++++ Provided records

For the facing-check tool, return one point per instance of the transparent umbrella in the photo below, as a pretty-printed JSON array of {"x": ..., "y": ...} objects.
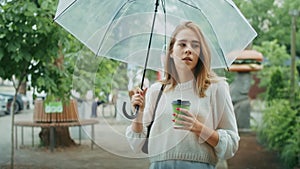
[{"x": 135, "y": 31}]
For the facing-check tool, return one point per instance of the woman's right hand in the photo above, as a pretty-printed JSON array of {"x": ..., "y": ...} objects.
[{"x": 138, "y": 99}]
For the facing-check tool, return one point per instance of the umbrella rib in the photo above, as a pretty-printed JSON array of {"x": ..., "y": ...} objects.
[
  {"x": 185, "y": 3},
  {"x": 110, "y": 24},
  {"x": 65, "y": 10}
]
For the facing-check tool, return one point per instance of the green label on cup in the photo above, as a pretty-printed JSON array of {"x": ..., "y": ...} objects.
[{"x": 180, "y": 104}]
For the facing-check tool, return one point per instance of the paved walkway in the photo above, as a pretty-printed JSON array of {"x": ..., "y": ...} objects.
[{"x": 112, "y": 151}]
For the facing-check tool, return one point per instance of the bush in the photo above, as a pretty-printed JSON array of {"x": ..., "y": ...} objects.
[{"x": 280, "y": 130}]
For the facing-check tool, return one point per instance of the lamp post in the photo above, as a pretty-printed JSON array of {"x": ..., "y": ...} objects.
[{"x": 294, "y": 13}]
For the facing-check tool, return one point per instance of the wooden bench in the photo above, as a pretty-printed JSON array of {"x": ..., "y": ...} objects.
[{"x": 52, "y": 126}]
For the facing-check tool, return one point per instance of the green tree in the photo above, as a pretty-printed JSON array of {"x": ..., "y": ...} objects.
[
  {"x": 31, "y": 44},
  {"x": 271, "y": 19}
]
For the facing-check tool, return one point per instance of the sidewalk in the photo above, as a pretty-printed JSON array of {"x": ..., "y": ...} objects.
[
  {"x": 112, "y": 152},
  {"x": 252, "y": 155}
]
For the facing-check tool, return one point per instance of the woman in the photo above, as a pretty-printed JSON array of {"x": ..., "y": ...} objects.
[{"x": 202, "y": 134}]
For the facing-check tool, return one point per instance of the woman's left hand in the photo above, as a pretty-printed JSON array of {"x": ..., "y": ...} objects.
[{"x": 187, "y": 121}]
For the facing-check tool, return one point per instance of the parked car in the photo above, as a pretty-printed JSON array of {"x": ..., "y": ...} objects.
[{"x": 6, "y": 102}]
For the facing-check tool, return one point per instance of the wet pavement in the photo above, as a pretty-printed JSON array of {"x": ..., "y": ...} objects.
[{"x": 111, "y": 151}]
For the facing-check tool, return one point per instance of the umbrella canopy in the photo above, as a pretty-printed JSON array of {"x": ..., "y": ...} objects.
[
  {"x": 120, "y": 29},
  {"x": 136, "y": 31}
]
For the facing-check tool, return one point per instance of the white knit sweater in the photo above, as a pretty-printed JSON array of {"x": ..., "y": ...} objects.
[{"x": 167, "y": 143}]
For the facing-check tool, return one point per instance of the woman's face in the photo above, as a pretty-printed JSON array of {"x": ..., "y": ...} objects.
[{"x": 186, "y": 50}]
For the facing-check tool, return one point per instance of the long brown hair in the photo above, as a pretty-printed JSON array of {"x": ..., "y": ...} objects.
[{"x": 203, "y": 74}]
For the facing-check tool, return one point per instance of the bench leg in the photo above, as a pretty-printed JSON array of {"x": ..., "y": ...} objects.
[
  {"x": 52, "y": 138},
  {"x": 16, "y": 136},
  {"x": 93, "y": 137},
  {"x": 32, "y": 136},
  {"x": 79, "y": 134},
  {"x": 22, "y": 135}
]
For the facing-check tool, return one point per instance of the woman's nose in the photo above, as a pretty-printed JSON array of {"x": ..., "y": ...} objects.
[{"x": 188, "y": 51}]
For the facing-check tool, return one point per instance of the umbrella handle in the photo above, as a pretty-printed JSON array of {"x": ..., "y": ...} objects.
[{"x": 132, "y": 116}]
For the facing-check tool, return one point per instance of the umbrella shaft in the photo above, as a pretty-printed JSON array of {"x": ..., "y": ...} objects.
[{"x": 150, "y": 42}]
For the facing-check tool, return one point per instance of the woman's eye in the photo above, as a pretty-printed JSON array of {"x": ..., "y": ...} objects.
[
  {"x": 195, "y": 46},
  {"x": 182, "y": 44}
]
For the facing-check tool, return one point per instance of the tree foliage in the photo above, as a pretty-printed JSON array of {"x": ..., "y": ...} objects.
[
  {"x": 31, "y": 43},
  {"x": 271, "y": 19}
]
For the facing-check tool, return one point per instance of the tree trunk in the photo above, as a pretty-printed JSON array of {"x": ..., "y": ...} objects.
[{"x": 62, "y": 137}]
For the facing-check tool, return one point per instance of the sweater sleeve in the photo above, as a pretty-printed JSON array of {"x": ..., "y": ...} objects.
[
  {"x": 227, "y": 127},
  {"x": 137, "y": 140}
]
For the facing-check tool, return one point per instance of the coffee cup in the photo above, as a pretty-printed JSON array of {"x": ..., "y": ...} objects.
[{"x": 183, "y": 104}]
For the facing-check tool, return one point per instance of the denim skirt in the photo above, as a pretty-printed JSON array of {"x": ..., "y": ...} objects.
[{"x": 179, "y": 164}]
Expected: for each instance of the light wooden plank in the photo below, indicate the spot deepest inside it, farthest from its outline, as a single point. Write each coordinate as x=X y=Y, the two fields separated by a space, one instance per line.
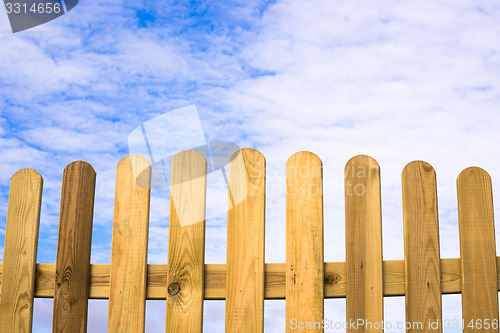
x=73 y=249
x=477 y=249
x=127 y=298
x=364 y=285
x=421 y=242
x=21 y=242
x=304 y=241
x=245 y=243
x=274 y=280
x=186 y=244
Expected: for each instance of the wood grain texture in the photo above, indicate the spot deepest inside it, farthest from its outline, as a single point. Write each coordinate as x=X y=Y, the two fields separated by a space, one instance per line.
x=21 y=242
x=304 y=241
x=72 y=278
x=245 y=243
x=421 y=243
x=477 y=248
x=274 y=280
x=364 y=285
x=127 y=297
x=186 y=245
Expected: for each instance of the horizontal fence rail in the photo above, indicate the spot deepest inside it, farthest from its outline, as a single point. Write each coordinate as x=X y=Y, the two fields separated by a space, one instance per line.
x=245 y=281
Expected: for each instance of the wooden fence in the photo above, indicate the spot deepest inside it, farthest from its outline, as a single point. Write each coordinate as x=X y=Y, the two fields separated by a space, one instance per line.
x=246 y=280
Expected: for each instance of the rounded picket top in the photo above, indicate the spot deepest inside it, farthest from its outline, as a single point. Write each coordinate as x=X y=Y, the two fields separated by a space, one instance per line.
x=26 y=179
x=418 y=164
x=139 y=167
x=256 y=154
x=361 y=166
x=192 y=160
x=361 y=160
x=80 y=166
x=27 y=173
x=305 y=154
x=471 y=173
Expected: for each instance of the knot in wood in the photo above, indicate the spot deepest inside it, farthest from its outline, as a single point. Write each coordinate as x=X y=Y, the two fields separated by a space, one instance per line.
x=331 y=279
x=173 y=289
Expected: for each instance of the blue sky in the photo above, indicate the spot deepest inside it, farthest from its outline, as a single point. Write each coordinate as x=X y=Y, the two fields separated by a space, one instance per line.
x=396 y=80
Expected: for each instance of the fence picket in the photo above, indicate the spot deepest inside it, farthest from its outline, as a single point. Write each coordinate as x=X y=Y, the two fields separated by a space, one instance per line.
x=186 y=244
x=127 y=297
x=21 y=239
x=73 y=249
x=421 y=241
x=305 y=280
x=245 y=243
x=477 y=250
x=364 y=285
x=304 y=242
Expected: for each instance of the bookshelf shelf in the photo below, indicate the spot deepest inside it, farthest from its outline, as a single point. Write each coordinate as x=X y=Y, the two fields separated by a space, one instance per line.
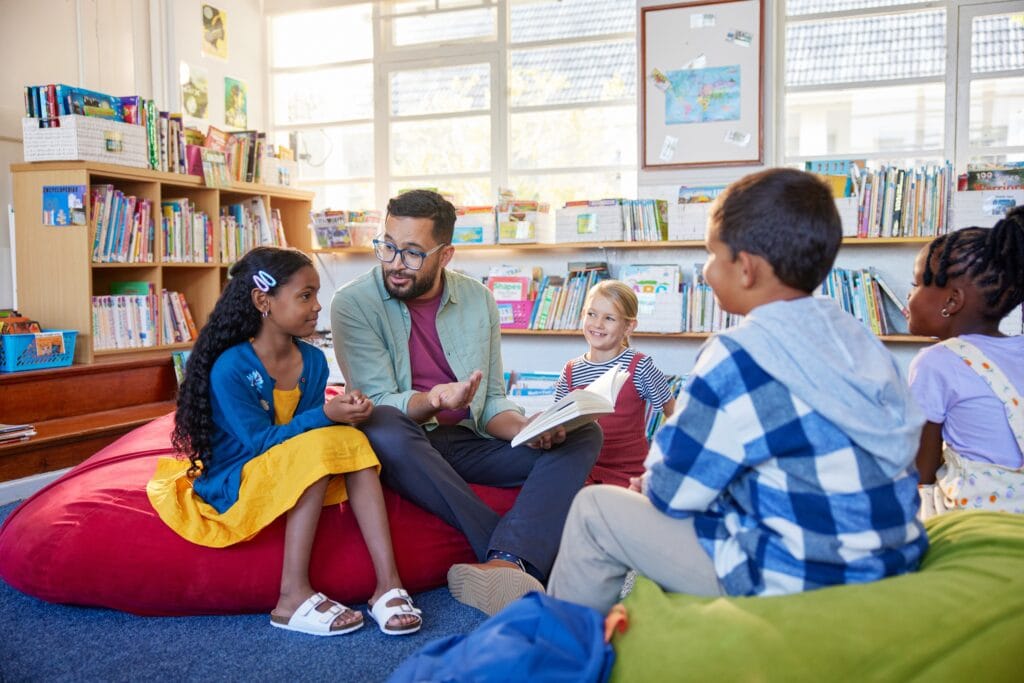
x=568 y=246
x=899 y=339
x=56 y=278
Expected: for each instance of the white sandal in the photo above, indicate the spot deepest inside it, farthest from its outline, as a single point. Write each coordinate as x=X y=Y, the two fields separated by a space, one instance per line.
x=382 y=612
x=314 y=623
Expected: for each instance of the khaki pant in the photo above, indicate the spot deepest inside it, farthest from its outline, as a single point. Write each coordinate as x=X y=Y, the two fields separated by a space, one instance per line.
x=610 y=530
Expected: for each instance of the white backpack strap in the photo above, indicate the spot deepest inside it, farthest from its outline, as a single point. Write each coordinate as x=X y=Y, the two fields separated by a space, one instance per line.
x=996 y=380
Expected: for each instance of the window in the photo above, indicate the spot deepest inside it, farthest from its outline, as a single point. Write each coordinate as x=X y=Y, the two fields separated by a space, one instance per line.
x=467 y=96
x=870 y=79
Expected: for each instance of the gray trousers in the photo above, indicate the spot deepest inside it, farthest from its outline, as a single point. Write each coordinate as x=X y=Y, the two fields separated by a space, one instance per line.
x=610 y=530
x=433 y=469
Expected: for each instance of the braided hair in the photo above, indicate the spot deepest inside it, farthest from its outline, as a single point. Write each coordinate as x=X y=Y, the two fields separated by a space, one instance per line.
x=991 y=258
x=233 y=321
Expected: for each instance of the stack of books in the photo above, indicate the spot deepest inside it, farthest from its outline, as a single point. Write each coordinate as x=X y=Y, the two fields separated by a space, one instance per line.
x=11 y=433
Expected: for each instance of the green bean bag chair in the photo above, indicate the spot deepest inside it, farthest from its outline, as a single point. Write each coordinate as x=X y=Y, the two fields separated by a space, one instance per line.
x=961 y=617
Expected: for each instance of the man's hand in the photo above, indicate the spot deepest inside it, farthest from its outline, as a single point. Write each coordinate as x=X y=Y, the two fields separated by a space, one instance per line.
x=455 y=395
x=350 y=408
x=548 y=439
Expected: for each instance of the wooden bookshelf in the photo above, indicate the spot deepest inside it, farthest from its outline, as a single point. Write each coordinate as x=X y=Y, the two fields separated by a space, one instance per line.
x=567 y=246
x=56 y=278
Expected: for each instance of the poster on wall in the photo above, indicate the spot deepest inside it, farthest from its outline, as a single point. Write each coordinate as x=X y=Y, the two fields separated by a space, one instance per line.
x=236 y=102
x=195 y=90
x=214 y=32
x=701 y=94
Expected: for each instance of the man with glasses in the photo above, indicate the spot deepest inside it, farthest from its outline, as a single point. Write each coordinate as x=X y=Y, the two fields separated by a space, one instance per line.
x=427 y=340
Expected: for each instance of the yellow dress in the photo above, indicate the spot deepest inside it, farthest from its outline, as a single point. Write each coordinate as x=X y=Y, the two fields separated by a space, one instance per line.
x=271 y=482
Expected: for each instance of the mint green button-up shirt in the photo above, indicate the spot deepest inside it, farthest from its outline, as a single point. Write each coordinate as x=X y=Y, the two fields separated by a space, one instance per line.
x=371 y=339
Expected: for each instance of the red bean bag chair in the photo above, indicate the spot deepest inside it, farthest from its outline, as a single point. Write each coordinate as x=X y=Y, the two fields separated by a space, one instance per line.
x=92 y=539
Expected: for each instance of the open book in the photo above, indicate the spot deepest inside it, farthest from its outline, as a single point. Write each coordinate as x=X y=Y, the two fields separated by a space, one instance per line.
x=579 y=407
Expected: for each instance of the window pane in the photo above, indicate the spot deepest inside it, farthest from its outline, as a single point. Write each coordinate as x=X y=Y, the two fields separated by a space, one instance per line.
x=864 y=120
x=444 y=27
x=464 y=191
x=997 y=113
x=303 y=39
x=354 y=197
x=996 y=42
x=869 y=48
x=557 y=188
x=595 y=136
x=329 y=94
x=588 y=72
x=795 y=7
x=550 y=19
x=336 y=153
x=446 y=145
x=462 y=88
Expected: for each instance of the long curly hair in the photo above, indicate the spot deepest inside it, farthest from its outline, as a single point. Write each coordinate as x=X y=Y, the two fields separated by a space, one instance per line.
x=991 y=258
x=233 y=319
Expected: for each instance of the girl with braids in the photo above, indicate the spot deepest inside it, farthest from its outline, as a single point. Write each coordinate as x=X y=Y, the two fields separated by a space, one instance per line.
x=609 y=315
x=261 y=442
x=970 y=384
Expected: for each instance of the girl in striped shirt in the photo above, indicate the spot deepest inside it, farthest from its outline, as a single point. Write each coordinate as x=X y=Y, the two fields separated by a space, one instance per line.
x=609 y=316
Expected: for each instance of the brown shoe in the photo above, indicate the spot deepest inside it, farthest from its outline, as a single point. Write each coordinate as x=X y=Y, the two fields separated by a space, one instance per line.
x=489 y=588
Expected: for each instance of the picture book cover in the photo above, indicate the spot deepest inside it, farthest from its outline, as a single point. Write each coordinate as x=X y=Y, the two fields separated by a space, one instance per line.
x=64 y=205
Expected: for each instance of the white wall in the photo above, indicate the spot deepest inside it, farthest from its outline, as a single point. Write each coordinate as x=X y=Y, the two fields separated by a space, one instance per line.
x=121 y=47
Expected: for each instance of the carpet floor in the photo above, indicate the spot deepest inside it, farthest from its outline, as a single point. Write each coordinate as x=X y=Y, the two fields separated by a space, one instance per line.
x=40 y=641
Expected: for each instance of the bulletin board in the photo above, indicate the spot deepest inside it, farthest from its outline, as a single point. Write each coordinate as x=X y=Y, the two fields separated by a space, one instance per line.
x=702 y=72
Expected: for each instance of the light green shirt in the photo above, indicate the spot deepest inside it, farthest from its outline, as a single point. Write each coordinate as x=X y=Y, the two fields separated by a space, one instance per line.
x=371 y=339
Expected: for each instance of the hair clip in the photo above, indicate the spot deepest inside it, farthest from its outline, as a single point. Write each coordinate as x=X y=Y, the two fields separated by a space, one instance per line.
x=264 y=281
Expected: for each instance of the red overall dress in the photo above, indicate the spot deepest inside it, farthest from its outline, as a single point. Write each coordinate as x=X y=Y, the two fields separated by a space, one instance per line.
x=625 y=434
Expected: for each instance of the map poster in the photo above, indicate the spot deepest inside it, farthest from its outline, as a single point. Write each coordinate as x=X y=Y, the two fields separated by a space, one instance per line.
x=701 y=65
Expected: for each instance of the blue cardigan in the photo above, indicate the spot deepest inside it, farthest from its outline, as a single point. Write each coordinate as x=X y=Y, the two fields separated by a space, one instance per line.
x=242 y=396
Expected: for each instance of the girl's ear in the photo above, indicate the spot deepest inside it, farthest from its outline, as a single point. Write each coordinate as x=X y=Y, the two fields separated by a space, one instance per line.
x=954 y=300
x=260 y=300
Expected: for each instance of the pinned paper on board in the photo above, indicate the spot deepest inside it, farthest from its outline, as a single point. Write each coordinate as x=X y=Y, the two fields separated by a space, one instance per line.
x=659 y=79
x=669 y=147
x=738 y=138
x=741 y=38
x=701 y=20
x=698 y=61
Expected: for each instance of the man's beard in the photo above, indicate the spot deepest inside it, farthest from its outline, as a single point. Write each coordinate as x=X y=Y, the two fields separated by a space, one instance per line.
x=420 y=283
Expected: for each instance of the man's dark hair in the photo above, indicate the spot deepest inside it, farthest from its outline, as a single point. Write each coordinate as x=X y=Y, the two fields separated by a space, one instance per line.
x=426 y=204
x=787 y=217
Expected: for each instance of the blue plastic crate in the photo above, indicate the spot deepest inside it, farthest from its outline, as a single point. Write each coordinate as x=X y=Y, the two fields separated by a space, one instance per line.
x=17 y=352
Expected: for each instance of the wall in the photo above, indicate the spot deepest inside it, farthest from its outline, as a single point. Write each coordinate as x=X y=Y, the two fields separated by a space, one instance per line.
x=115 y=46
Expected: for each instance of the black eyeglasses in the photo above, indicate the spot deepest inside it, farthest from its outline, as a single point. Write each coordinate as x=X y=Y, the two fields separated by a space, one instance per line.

++++++++

Looking at the records above, please output exactly the lines that run from the one holding "Expected: for each instance of the wall" to the final line, and only those.

* _Reply_
Expected: for each instance of the wall in the photo above, indicate the spot deepest inside it, farthest from its outline, as a single point. Write each coordinate as x=X y=Y, the two fields separated by a space, one instance per line.
x=115 y=46
Expected: for each instance of the black eyeglasses in the photo above, indicate the spot deepest inside it, farthest from its outline, as a single point. Write each coordinate as x=X y=Y, the two fields separated by a space, one instance per line.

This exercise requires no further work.